WRITTEN PROBLEM
Output the lines of the entries below beginning at the one with "Task: annotate the reflection" and ending with the last, exactly as written and without pictures.

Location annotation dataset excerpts
* * * *

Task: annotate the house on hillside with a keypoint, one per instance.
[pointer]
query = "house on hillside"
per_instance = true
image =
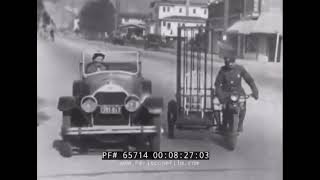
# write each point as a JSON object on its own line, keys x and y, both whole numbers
{"x": 254, "y": 27}
{"x": 133, "y": 24}
{"x": 167, "y": 15}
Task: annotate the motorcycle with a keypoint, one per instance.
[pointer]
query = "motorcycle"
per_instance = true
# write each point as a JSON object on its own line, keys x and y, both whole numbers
{"x": 229, "y": 113}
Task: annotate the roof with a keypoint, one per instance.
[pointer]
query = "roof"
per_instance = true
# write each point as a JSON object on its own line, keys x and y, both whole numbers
{"x": 242, "y": 27}
{"x": 179, "y": 2}
{"x": 132, "y": 25}
{"x": 134, "y": 15}
{"x": 269, "y": 23}
{"x": 185, "y": 18}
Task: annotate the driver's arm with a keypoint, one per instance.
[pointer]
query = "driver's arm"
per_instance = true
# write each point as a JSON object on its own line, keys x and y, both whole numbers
{"x": 249, "y": 80}
{"x": 218, "y": 85}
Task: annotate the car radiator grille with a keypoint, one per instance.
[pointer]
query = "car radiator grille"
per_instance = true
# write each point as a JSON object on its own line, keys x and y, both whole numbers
{"x": 111, "y": 98}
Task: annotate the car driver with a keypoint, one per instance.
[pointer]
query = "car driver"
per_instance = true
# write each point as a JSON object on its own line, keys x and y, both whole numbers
{"x": 97, "y": 63}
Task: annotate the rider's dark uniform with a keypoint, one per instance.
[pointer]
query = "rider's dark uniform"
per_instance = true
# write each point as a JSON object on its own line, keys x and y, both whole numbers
{"x": 229, "y": 80}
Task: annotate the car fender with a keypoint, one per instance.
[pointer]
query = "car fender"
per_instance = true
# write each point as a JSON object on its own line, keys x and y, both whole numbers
{"x": 153, "y": 104}
{"x": 79, "y": 88}
{"x": 67, "y": 103}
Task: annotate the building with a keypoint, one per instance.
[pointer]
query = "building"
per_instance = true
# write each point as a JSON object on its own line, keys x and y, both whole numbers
{"x": 254, "y": 26}
{"x": 133, "y": 24}
{"x": 167, "y": 15}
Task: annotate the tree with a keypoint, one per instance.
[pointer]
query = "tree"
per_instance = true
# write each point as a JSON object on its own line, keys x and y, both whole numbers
{"x": 97, "y": 16}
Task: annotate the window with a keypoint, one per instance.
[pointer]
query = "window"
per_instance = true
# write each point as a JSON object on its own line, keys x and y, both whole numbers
{"x": 252, "y": 6}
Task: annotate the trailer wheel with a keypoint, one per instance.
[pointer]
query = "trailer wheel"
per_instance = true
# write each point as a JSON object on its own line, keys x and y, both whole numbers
{"x": 171, "y": 118}
{"x": 155, "y": 140}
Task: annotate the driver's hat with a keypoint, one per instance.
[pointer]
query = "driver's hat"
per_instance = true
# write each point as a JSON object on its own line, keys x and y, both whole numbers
{"x": 226, "y": 50}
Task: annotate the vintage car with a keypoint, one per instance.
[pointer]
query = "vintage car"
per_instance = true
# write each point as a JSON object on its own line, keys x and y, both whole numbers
{"x": 111, "y": 106}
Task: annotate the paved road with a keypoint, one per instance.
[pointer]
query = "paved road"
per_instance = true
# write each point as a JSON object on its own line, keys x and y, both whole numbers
{"x": 259, "y": 151}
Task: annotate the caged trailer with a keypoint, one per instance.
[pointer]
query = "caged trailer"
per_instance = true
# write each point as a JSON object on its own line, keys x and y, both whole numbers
{"x": 195, "y": 105}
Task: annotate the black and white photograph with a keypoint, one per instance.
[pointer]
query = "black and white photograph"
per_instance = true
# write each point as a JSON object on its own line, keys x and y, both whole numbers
{"x": 159, "y": 89}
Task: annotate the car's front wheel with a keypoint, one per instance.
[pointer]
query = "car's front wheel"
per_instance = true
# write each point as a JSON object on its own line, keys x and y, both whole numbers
{"x": 65, "y": 149}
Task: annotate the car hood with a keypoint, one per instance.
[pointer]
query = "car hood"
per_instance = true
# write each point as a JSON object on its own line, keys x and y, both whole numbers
{"x": 116, "y": 81}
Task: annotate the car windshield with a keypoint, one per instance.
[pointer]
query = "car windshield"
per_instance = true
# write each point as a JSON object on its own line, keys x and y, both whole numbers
{"x": 110, "y": 62}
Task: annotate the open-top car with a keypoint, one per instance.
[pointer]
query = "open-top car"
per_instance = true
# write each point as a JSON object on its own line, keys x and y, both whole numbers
{"x": 111, "y": 105}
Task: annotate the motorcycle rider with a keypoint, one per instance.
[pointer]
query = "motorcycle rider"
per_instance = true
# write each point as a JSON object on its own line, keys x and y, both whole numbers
{"x": 97, "y": 63}
{"x": 229, "y": 79}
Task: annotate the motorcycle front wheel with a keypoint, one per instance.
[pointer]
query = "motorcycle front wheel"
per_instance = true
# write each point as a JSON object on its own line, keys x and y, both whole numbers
{"x": 232, "y": 137}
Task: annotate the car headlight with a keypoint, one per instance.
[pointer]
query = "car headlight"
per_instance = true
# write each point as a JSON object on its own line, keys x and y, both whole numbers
{"x": 132, "y": 103}
{"x": 234, "y": 97}
{"x": 89, "y": 104}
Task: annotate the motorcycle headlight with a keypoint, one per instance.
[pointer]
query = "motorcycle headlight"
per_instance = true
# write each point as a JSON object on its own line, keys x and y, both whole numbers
{"x": 89, "y": 104}
{"x": 234, "y": 97}
{"x": 132, "y": 103}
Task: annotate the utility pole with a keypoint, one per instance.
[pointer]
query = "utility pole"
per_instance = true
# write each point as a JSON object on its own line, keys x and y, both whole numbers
{"x": 226, "y": 16}
{"x": 187, "y": 7}
{"x": 116, "y": 16}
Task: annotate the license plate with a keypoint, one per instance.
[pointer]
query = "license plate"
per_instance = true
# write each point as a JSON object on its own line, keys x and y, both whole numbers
{"x": 110, "y": 109}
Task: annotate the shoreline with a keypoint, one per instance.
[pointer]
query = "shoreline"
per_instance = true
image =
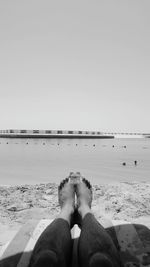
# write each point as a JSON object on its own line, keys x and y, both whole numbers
{"x": 128, "y": 201}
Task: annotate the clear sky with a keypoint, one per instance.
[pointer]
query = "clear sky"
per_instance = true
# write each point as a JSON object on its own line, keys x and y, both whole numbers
{"x": 80, "y": 65}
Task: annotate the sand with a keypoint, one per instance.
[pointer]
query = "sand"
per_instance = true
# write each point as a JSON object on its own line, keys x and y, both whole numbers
{"x": 120, "y": 201}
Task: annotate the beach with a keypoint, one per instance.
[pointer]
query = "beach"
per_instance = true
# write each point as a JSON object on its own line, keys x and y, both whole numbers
{"x": 119, "y": 201}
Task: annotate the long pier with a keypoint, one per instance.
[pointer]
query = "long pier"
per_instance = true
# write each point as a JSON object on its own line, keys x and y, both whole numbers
{"x": 51, "y": 134}
{"x": 12, "y": 133}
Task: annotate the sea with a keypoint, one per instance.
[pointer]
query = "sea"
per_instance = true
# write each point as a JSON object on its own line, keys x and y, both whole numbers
{"x": 34, "y": 161}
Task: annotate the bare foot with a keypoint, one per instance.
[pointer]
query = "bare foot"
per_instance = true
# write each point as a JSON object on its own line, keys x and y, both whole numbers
{"x": 66, "y": 198}
{"x": 84, "y": 197}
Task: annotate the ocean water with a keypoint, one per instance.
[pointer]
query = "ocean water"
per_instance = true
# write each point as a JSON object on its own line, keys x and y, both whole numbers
{"x": 31, "y": 161}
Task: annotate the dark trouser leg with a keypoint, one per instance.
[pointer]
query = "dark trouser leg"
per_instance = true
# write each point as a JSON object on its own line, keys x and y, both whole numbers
{"x": 96, "y": 247}
{"x": 54, "y": 246}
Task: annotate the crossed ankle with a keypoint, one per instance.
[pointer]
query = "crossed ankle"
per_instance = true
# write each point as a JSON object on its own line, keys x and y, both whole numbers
{"x": 83, "y": 209}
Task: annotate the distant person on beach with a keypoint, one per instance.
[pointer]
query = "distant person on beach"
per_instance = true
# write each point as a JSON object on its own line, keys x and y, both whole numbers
{"x": 95, "y": 246}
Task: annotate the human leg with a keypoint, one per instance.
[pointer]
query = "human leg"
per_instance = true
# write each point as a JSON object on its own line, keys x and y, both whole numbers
{"x": 96, "y": 247}
{"x": 54, "y": 247}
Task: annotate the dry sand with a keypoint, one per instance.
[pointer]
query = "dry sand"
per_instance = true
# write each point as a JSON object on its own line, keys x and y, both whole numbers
{"x": 121, "y": 201}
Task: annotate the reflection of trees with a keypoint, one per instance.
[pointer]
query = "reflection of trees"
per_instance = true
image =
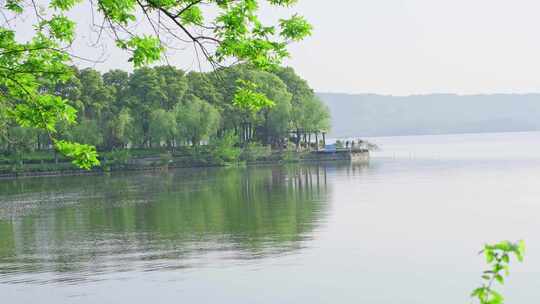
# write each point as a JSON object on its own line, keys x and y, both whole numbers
{"x": 90, "y": 224}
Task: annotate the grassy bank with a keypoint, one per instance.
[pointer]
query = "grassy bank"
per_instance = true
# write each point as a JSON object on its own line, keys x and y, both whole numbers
{"x": 48, "y": 163}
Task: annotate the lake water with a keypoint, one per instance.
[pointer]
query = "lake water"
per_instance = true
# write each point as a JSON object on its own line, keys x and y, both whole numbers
{"x": 404, "y": 229}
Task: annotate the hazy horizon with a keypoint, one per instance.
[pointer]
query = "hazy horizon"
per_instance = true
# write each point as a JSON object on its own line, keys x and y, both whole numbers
{"x": 390, "y": 46}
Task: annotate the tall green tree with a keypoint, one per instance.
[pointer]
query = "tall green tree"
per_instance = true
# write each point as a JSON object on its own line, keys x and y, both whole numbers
{"x": 235, "y": 32}
{"x": 197, "y": 119}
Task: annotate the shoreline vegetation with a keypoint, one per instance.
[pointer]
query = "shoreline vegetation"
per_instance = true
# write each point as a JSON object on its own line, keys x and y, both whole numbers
{"x": 164, "y": 116}
{"x": 47, "y": 164}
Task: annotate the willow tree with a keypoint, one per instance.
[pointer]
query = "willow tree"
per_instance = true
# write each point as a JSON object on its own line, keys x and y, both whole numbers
{"x": 234, "y": 33}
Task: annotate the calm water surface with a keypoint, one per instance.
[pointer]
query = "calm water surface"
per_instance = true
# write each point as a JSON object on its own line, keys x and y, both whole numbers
{"x": 405, "y": 229}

* * * *

EXPECTED ANSWER
Task: annotate the reflection of trees with a keypoint, one per instance.
[pointer]
query = "reflection of trees"
per_instance = true
image =
# write each point as a JSON object on its own line, keys x and y, both whole numbers
{"x": 90, "y": 224}
Task: annotate the grassy bank with a keypoint, one per instance.
[pointer]
query = "grassy bank"
per_instance = true
# write each point as a JSON object on its own line, keys x and y, both whole numbers
{"x": 48, "y": 163}
Task: annotate the lake water with a keypoint, one per instance.
[pointer]
query = "lake water"
per_instance = true
# write each point as a JSON object on its own line, keys x and y, both whole numbers
{"x": 404, "y": 229}
Task: annotate the hazy horizon with a keypoint, one per instance.
[pointer]
query = "hazy horizon"
per_instance = true
# write each point as a JSON object on its own line, keys x and y, both whole numbers
{"x": 390, "y": 46}
Task: annotate the tall green tree with a keypoint, one per instance.
[pointer]
query = "tall green tree"
per_instance = true
# write each point as a JSON object on its own line, keys x and y, both whole numbers
{"x": 235, "y": 32}
{"x": 197, "y": 119}
Task: annotate the shoreline vegetation with a keypoint, one per instance.
[pointer]
query = "shoreline vegetation"
per_instance = true
# write each point as a JSON object on its own line, keys x and y, both whole numbers
{"x": 164, "y": 116}
{"x": 47, "y": 164}
Task: annotate the willow tree with a keypoint, one per instance.
[pointer]
query = "willow tree"
per_instance = true
# write each point as a JSON object on its own line, keys x and y, both whole numbers
{"x": 234, "y": 33}
Task: annotate the calm water surface with a keypoint, one per instance.
[pointer]
query = "calm water surface"
per_instance = true
# write each point as a JSON object on its own line, keys x and y, both whole numbers
{"x": 405, "y": 229}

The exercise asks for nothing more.